MATERIAL PROVIDED: Begin

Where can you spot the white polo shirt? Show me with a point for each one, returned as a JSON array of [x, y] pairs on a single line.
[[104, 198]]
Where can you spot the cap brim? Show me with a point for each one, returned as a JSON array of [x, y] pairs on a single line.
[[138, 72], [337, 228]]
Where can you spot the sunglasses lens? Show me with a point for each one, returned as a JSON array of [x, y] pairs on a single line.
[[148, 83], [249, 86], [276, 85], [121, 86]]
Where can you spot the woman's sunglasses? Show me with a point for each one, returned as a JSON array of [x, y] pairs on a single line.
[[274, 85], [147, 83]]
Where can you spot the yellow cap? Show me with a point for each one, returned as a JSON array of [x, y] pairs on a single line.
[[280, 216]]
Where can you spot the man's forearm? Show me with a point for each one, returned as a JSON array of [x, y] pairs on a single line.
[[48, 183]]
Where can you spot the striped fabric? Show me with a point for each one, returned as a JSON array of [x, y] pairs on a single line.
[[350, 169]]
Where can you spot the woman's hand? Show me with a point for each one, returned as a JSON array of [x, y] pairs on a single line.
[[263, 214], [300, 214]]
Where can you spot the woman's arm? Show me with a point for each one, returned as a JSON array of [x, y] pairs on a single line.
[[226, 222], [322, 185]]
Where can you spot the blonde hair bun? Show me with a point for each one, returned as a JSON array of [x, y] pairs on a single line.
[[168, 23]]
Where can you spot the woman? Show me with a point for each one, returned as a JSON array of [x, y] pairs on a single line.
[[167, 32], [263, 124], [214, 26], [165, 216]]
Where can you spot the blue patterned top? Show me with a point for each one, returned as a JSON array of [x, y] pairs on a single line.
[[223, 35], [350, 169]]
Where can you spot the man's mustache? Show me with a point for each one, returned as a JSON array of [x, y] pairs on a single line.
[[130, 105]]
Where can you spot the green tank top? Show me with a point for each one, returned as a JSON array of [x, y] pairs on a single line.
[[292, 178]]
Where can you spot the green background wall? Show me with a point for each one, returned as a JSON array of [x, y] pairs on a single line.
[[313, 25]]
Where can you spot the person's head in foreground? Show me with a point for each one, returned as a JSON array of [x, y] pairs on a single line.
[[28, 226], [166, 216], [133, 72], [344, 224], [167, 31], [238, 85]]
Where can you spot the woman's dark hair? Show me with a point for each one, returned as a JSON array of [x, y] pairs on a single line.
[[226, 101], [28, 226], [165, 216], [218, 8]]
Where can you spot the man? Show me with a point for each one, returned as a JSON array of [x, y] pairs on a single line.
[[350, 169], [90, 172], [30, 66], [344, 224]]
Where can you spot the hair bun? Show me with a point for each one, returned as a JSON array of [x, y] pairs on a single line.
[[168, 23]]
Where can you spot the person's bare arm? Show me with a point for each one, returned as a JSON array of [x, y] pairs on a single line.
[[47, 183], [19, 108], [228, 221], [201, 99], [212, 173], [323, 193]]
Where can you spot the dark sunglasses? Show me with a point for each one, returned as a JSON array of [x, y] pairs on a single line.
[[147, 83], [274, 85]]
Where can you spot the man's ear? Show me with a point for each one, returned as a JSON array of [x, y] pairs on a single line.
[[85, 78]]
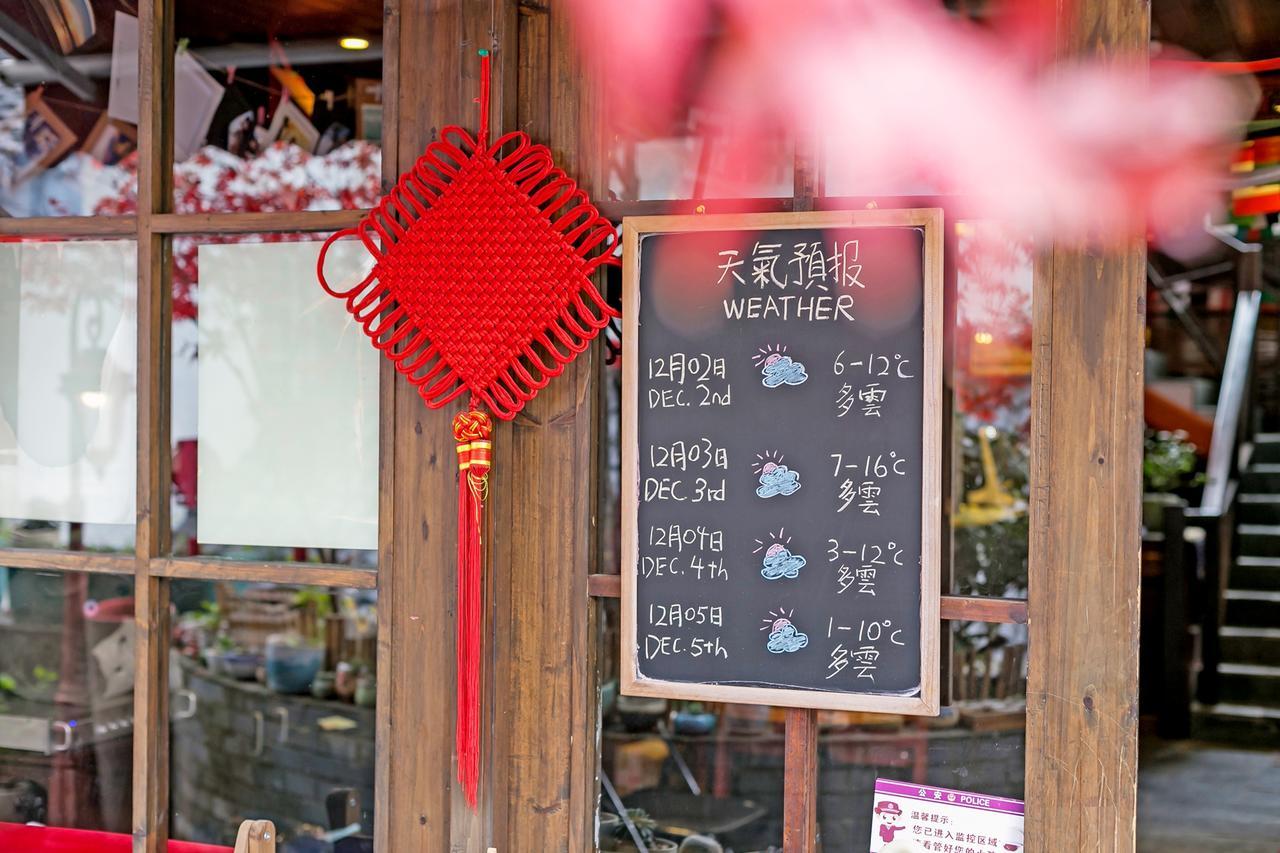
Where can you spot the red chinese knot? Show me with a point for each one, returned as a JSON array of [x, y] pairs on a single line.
[[483, 256], [481, 277]]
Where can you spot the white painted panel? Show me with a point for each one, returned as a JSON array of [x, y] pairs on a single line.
[[68, 381], [288, 401]]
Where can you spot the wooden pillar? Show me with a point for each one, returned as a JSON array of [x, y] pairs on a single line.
[[538, 770], [417, 575], [544, 523], [1082, 694]]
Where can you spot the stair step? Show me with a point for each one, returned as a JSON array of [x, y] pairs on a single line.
[[1260, 539], [1256, 573], [1246, 724], [1249, 684], [1252, 607], [1257, 646], [1266, 448], [1258, 509], [1261, 478]]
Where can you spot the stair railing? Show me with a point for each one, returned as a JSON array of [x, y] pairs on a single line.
[[1233, 428]]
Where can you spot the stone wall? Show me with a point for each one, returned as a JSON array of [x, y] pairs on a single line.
[[218, 780]]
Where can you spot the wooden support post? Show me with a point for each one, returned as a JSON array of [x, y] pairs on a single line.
[[154, 318], [419, 667], [800, 797], [542, 510], [1082, 693]]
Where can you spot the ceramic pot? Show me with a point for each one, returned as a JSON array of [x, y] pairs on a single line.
[[321, 685], [291, 666]]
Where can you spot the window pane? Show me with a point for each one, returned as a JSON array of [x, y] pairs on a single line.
[[689, 162], [64, 151], [274, 404], [272, 692], [65, 699], [991, 405], [277, 108], [68, 393]]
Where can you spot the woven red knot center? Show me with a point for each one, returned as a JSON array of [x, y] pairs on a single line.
[[483, 273]]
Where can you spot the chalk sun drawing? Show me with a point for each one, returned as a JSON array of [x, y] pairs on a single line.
[[775, 477], [784, 635], [777, 368], [778, 560]]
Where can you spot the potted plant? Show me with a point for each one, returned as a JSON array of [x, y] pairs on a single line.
[[645, 828], [693, 719], [1168, 473], [292, 662]]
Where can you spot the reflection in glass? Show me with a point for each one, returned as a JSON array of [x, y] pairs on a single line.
[[68, 381], [717, 770], [274, 404], [63, 149], [273, 692], [991, 410], [65, 699], [283, 106]]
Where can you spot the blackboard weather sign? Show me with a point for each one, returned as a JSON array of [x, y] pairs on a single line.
[[781, 459]]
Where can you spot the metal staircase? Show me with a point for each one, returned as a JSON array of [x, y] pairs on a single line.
[[1248, 674]]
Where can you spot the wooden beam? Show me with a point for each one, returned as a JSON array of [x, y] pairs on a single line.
[[51, 560], [977, 609], [250, 223], [543, 760], [800, 783], [155, 318], [54, 227], [319, 574], [387, 423], [421, 569], [1082, 693]]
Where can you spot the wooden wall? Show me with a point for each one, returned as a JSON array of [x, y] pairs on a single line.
[[1082, 693]]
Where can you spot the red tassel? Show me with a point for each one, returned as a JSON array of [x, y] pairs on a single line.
[[472, 430]]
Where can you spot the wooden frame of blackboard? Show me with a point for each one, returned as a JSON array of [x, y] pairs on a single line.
[[926, 703]]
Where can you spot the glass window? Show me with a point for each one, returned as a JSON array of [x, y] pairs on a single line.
[[690, 160], [65, 150], [272, 699], [991, 409], [274, 404], [277, 108], [65, 699], [68, 382], [717, 770]]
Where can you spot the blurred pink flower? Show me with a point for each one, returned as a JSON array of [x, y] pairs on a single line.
[[1100, 150]]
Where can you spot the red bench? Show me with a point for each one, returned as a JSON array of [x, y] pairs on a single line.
[[54, 839]]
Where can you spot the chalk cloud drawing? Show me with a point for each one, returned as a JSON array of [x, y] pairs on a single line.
[[778, 561], [775, 477], [778, 369], [784, 635]]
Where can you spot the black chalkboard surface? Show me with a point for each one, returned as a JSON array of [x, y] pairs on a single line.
[[781, 459]]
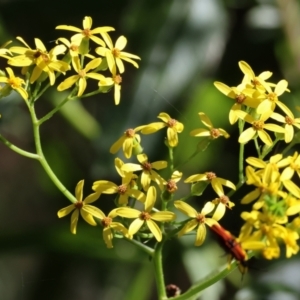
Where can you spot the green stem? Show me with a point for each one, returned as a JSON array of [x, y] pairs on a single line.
[[206, 282], [159, 274], [53, 111], [17, 149], [42, 159]]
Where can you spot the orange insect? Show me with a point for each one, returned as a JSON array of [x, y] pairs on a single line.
[[229, 243]]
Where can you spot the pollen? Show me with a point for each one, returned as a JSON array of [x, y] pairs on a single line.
[[210, 175], [117, 79], [86, 32], [115, 52], [215, 133], [172, 123], [240, 98], [289, 120], [171, 186], [106, 221], [78, 204], [147, 166], [200, 218], [258, 125], [130, 132], [122, 189], [145, 216]]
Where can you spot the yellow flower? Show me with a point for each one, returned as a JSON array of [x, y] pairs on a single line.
[[115, 55], [242, 96], [148, 173], [257, 82], [115, 81], [171, 185], [130, 141], [257, 128], [110, 227], [173, 125], [15, 83], [222, 203], [271, 98], [199, 220], [4, 50], [146, 216], [86, 32], [216, 182], [212, 132], [124, 190], [44, 61], [86, 211], [289, 120], [82, 75]]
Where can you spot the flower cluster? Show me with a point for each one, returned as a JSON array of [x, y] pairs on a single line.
[[38, 63]]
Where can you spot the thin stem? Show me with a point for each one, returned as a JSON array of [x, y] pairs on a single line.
[[53, 111], [159, 274], [17, 149], [42, 158], [206, 282]]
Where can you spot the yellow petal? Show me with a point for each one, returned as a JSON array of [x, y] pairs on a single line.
[[154, 229], [186, 208]]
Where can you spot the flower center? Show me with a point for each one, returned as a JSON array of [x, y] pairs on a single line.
[[289, 120], [122, 189], [147, 166], [200, 218], [172, 123], [79, 204], [210, 175], [130, 132], [15, 82], [171, 186], [86, 32], [117, 79], [82, 73], [106, 221], [258, 125], [215, 133], [115, 52], [145, 216], [240, 98]]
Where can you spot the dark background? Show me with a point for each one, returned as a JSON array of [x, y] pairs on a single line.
[[184, 46]]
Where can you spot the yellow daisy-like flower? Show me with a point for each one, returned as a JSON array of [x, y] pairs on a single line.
[[15, 83], [216, 182], [199, 220], [257, 82], [289, 120], [270, 100], [211, 132], [115, 55], [173, 125], [242, 96], [44, 61], [258, 128], [148, 173], [4, 50], [110, 227], [124, 190], [82, 206], [222, 203], [171, 184], [129, 141], [114, 81], [82, 75], [146, 217], [87, 32]]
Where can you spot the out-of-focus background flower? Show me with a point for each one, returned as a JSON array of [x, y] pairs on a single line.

MATERIAL PROVIDED: End

Extract every line from the one containing "Where can you spot the flower cluster?" through the last line of the data, inclusive, exactly as written.

- **TASK SOLUTION**:
Where can you spot the flower cluster? Show me with a point for each one, returned as a JSON array of [x, y] pairs on a single line.
[[38, 63]]
Where can you spot the thin stem? Show me with a point for each one, returned as a JSON array of [x, y] pairs on a single line.
[[53, 111], [159, 274], [17, 149], [42, 158], [206, 282]]
Where can you spot the yellow petal? Show me with a point for each one, returned as a JSON array of [x, y] pairs on a single line.
[[154, 229], [186, 208]]
Where can you spot the flower center? Show me with a point for each one, returned as a JSON array of [x, y] pairs on a single line.
[[289, 120], [122, 189], [147, 166], [200, 218], [172, 123], [79, 204], [210, 175], [130, 132], [15, 82], [171, 186], [86, 32], [117, 79], [82, 73], [106, 221], [258, 125], [215, 133], [115, 52], [145, 216], [240, 98]]
Where can you spot the dark background? Show me with a point for each one, returned as a JSON array of [x, y] pairs on a single line.
[[184, 46]]
Where can you spot the yellow daisy-like flower? Show me with a point for each one, returned as a JSON array of [x, y] pairs on a single line.
[[15, 83], [216, 182], [199, 220], [257, 82], [289, 120], [270, 100], [211, 132], [115, 55], [173, 125], [242, 96], [44, 61], [258, 128], [148, 173], [4, 50], [110, 227], [124, 190], [82, 206], [222, 203], [171, 184], [129, 141], [114, 81], [82, 75], [146, 217], [87, 32]]
Where can you spot the out-of-focus background flower? Show me with a point for each one, returned as a JSON array of [x, y] pairs on a single line.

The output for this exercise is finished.